WHAT TO PRODUCE:
Copy out every record below, word for word.
=== MATERIAL TO PROCESS ===
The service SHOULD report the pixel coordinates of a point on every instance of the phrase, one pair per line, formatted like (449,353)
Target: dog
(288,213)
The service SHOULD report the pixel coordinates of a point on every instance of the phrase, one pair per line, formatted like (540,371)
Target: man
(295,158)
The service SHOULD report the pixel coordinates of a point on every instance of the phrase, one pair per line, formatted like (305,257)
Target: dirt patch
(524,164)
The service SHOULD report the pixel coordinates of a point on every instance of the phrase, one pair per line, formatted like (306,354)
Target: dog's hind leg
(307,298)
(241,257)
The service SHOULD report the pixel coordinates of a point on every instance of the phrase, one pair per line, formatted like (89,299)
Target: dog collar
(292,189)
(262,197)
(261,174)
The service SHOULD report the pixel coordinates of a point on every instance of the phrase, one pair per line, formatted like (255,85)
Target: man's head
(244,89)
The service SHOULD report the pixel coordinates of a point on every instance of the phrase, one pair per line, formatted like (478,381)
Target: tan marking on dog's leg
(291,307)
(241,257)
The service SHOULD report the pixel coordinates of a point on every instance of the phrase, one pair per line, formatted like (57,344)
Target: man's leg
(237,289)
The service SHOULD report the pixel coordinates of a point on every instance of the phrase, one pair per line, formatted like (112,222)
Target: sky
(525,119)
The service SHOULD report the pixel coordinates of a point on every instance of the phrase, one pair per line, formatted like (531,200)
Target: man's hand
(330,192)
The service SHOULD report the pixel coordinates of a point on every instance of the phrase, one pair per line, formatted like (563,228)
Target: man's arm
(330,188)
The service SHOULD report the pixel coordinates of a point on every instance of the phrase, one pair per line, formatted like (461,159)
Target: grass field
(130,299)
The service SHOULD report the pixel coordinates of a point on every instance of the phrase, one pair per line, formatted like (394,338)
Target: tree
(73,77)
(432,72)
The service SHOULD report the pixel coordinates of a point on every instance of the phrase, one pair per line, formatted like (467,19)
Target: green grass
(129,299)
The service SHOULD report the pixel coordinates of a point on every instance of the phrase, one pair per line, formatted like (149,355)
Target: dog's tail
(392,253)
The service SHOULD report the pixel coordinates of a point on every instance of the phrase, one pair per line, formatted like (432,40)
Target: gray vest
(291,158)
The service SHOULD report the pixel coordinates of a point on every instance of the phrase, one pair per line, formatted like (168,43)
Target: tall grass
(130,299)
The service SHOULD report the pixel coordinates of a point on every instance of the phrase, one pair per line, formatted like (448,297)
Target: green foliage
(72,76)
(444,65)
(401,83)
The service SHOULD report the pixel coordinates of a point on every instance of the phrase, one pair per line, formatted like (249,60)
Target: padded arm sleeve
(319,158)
===
COMPLETED TASK:
The service SHOULD report the pixel coordinates of a point on every instance of the phrase, one pair per line, formatted like (449,353)
Target: dog
(288,213)
The service SHOULD report the pixel coordinates of a point on every instance of the phrase, one pair per line, formatted like (540,371)
Target: man
(295,158)
The service SHOULD report the pixel coordinates of a point on every instance of the phrase, one pair per line, formatted like (305,257)
Target: dirt patch
(524,164)
The service SHOULD report the pixel coordinates of a point on every instance of the phrase, one pair per line, formatted like (306,354)
Target: dog's hind leg
(307,298)
(241,257)
The service SHOULD report the pixel coordinates of a point on every instance of the phrase, one pair per line, formatted like (89,299)
Target: dog collar
(292,189)
(262,197)
(261,174)
The service SHOULD report the pixel coordinates of a point on every instance of the phrase, one pair per line, formatted like (255,85)
Target: man's head
(244,89)
The service SHOULD report the pixel coordinates of a point on every instance of the phrase, one pair per line, formatted like (478,381)
Target: tan marking on dog's leg
(291,307)
(241,257)
The service SHOULD report the pixel coordinates of a point on every instance of the phrase, one pair per line, formatted like (57,344)
Target: man's leg
(237,289)
The service SHOULD report the pixel coordinates of a point on every instance of the phrase, one pair per line, formatted like (112,222)
Target: sky
(525,119)
The service SHOULD report the pixel coordinates of a point on every instance of the phrase, one pair per line, formatted like (531,200)
Target: man's hand
(330,192)
The service SHOULD report the pixel coordinates of a point on every instance of the phrase, one pair per line, formatted like (563,228)
Target: man's arm
(330,188)
The service SHOULD report the pixel coordinates of a point on every instance of the phrase, one pair per line, formatted like (461,159)
Target: grass field
(130,299)
The service SHOULD report the pixel coordinates of a point on every instance of the phrase, one pair per line, formatted like (394,338)
Target: tree
(73,77)
(432,72)
The service SHOULD report the pixel coordinates of a point on every instance of the phrase, one pair per line, formatted like (467,19)
Target: green grass
(129,299)
The service SHOULD report the pixel coordinates of a point on every instance of the phrase, one pair per line, formatted like (149,355)
Target: dog's tail
(392,253)
The service SHOULD report the pixel coordinates of a point on every instance of the phrase, one pair per line, formatted like (432,40)
Target: gray vest
(291,158)
The service SHOULD report the pixel coordinates of a point on every instance of the phrase, one pair per line, formatted like (168,43)
Target: tall grass
(130,299)
The service SHOULD report the pixel coordinates of a point on every instance of the phrase, one pair per line, formatted like (448,297)
Target: green foliage
(72,76)
(444,65)
(401,83)
The service SHOULD report the pixel coordinates of a point on every instance of the phrase, one pair per line, formatted like (249,60)
Target: padded arm sleeve
(319,158)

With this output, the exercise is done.